*Given exercise*
Which lines in the items below contain the word "post", with case counting? Pick out each such line and copy it.

*Rows*
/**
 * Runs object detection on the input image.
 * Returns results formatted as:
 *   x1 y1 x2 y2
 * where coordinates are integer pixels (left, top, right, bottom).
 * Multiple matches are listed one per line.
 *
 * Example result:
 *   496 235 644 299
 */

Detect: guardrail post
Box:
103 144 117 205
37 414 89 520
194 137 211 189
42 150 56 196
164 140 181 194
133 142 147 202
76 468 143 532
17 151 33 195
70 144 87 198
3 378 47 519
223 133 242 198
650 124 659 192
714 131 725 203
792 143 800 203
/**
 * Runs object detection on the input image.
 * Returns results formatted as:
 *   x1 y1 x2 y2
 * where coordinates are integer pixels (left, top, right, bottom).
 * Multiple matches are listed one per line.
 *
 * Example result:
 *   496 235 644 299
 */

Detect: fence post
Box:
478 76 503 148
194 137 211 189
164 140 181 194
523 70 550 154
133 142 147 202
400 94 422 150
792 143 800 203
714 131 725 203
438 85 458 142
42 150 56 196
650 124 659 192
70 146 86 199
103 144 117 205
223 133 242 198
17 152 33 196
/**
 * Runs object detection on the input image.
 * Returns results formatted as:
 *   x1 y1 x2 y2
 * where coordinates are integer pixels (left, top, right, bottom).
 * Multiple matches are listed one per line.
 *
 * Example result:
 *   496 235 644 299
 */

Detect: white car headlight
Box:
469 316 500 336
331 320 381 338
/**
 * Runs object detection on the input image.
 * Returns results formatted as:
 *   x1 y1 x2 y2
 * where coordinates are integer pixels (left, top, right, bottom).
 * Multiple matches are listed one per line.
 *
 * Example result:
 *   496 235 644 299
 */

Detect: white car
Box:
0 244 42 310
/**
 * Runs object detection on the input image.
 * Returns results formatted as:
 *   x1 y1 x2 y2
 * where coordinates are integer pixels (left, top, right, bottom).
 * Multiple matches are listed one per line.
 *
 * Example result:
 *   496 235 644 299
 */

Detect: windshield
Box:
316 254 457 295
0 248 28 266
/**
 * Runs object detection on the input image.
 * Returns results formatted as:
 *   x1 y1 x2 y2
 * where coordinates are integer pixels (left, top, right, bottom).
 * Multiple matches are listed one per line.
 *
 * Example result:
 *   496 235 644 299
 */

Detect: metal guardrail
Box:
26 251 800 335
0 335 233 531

*Solution to this problem*
Detect: guardrail post
Detect: fence post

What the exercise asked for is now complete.